§ **The problem**
Output, with no changes, the span of lines that opens with the line containing "Pressing-analysis tagging request: spot the cluster" and closes with the last line.

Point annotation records
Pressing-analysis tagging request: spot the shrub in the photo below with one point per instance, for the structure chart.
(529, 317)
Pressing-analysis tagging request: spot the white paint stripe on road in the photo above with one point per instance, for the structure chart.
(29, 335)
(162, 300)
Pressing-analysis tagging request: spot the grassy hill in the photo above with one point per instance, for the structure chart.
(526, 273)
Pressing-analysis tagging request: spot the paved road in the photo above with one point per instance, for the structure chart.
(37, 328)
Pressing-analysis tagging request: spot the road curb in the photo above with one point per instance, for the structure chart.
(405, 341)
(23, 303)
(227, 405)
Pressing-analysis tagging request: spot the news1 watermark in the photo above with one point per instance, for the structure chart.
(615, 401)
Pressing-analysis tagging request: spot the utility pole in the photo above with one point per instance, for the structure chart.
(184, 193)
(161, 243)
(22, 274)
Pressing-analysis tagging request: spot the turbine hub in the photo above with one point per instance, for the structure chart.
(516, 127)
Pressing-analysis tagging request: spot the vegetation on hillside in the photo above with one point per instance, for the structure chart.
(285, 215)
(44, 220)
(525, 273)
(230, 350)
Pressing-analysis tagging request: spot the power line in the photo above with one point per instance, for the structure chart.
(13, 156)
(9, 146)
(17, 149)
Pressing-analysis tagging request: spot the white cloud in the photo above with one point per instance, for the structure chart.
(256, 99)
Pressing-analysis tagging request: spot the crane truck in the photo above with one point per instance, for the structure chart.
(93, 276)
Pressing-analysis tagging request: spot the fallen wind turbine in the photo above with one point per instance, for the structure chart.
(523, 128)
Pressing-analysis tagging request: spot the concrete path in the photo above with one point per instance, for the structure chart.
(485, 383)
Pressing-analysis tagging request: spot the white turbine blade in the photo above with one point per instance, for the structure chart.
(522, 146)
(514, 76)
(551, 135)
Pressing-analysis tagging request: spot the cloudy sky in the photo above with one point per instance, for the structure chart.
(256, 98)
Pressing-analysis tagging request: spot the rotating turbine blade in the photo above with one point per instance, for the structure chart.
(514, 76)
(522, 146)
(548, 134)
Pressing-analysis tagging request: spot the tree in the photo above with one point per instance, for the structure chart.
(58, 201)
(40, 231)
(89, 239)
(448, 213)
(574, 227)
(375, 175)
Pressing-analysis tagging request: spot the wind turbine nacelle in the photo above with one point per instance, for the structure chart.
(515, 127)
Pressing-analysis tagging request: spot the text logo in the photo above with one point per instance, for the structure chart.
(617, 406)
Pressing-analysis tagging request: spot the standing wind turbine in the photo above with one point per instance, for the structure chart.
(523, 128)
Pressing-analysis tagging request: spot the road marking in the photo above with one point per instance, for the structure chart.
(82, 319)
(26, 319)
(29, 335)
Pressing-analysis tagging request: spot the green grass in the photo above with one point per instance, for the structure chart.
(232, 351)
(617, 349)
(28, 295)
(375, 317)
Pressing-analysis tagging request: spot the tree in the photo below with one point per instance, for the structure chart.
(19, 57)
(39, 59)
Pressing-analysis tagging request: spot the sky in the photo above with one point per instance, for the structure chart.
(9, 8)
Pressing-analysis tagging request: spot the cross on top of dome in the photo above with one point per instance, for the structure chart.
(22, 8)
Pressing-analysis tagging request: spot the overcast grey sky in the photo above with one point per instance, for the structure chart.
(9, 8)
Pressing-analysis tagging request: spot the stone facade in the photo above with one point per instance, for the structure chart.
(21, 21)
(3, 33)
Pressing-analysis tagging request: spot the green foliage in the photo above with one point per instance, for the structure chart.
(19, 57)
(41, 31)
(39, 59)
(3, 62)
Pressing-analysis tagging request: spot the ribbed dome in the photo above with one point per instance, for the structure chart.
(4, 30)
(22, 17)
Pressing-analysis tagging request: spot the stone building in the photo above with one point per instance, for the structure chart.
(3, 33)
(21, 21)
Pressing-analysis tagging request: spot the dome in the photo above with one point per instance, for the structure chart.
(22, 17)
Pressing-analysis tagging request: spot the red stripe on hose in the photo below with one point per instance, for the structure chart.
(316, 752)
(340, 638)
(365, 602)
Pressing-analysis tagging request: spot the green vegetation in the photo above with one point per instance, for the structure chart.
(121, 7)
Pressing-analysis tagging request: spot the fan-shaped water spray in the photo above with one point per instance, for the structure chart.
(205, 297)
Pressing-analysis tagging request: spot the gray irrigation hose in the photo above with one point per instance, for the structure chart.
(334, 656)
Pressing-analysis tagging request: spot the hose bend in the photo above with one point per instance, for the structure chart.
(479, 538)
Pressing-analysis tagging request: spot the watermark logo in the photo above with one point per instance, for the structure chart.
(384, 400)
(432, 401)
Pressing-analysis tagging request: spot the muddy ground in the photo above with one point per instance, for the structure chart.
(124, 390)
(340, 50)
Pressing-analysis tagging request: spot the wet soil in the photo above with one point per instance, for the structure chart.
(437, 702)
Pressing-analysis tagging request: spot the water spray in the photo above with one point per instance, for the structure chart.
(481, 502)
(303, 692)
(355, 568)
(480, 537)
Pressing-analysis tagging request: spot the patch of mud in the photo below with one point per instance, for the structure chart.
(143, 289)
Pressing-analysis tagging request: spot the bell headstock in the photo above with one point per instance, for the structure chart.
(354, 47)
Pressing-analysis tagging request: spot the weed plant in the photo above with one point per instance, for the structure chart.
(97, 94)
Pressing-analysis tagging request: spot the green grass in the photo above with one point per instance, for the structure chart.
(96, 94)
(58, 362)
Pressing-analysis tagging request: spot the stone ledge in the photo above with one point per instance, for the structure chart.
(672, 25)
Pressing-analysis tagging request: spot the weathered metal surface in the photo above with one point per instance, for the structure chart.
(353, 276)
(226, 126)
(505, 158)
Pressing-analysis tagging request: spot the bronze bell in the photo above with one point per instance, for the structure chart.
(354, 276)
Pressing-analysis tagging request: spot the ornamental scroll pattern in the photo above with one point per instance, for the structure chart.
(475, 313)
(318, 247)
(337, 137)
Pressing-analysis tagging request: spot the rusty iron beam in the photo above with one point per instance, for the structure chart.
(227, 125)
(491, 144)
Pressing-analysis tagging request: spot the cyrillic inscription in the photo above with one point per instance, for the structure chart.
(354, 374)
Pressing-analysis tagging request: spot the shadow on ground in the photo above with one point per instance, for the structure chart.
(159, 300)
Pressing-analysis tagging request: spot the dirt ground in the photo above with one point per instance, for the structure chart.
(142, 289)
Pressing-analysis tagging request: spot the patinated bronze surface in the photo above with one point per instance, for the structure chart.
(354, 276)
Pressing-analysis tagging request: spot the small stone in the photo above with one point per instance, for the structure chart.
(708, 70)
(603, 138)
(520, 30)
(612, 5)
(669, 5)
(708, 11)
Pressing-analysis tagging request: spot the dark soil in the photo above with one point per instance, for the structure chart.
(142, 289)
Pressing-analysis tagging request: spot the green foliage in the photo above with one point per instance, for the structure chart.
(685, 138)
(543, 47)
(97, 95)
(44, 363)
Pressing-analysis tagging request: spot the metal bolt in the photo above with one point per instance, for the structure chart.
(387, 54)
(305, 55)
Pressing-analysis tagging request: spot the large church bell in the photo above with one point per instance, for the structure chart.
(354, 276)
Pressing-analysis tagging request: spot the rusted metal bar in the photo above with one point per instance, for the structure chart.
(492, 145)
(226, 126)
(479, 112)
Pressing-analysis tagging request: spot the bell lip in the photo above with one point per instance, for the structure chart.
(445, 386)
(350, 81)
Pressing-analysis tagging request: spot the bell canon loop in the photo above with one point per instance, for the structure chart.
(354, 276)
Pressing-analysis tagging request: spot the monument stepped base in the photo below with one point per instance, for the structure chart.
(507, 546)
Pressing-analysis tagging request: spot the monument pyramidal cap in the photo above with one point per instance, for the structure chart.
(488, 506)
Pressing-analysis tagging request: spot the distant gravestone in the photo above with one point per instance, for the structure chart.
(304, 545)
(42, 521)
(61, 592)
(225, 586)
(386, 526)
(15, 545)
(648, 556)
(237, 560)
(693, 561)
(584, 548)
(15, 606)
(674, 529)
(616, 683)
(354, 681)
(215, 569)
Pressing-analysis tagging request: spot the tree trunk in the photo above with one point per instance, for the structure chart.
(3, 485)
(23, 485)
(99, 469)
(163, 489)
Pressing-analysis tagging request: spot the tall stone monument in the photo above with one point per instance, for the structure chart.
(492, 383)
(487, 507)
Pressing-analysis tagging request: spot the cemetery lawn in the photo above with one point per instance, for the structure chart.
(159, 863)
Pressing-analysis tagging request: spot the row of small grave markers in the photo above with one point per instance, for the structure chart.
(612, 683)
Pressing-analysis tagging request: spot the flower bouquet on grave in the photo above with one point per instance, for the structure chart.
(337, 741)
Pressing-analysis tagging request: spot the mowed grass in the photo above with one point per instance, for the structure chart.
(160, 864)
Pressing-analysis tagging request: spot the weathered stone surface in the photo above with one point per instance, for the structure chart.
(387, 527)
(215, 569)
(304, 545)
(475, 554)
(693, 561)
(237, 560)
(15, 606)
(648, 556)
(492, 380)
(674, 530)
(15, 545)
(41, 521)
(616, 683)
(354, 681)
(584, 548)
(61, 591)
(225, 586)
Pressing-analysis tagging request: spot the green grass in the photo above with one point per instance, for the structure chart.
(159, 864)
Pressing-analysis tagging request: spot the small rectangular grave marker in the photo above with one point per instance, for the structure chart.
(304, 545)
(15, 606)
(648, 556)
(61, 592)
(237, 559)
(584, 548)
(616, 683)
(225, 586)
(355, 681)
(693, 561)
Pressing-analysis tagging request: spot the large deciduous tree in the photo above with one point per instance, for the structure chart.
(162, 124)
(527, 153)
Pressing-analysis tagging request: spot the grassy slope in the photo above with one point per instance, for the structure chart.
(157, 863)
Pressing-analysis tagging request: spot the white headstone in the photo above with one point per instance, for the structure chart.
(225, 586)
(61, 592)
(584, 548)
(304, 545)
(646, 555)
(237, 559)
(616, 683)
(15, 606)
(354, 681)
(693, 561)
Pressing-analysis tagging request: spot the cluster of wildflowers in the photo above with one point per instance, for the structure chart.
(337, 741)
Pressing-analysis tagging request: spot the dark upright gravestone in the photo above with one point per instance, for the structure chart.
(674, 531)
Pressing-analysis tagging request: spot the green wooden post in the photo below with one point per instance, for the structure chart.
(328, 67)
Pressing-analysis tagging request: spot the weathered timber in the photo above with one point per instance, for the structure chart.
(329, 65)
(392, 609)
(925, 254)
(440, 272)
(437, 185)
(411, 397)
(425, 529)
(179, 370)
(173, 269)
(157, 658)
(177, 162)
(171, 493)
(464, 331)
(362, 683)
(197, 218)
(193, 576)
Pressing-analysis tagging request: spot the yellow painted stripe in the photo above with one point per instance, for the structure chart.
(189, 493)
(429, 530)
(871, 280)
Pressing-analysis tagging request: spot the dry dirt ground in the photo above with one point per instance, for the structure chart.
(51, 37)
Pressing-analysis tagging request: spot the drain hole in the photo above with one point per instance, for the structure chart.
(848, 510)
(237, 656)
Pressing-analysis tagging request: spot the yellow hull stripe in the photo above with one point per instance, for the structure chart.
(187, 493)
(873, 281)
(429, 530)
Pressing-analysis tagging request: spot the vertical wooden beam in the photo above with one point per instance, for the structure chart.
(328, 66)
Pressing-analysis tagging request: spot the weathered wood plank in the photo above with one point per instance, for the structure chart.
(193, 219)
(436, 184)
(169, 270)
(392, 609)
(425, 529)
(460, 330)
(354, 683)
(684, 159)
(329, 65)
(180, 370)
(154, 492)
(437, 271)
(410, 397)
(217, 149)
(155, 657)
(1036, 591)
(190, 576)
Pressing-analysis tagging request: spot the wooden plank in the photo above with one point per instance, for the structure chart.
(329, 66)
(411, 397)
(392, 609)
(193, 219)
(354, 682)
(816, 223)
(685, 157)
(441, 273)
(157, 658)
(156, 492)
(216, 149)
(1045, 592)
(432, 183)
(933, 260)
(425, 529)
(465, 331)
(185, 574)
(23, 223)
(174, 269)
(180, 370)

§ **Solved problem**
Pressing-analysis tagging request: spot the cluster of wildflowers in the photo above with one point per instance, for the structure chart.
(337, 741)
Pressing-analysis tagging request: spot the dark upright gravestone in the photo above with one point per instance, for the structure chart.
(674, 531)
Pressing-analysis tagging request: spot the green wooden post in the photo below with one point per instance, for the structure chart.
(328, 67)
Pressing-analysis tagging request: spot the weathered timber in the photo above with one point per instance, for the structure chart.
(329, 65)
(392, 609)
(925, 254)
(440, 272)
(437, 185)
(411, 397)
(425, 529)
(179, 370)
(173, 269)
(157, 658)
(177, 162)
(171, 493)
(464, 331)
(362, 683)
(197, 218)
(193, 576)
Pressing-analysis tagging request: spot the yellow painted stripe in the photo above with one point per instance, for the structure chart.
(189, 493)
(429, 530)
(871, 280)
Pressing-analysis tagging request: spot the dry dirt ground in the photo above with one point per instance, for the structure chart.
(51, 37)
Pressing-analysis tagging request: spot the drain hole in the photo above with one point per instance, for the structure chart.
(848, 510)
(237, 656)
Pressing-analysis tagging request: spot the yellow hull stripe in the photo above with one point per instance, for the structure chart.
(187, 493)
(873, 281)
(429, 530)
Pressing-analysis tagging request: spot the vertical wooden beam in the photo above with one point per instance, for the structure chart.
(328, 66)
Pressing-analysis tagging request: spot the weathered wood plank in the photo above with one point per instance, for the structure chart.
(193, 219)
(436, 184)
(169, 270)
(392, 609)
(425, 529)
(460, 330)
(354, 683)
(684, 159)
(329, 65)
(180, 370)
(154, 492)
(437, 271)
(410, 397)
(217, 149)
(155, 657)
(1036, 591)
(190, 576)
Pressing-analysis tagging request: spot the wooden plank in the photo above with one point per instance, for the structure chart.
(329, 66)
(411, 397)
(392, 609)
(193, 219)
(354, 682)
(816, 223)
(685, 157)
(441, 273)
(157, 658)
(156, 492)
(216, 149)
(1045, 592)
(432, 183)
(933, 260)
(425, 529)
(465, 331)
(185, 574)
(23, 223)
(174, 269)
(180, 370)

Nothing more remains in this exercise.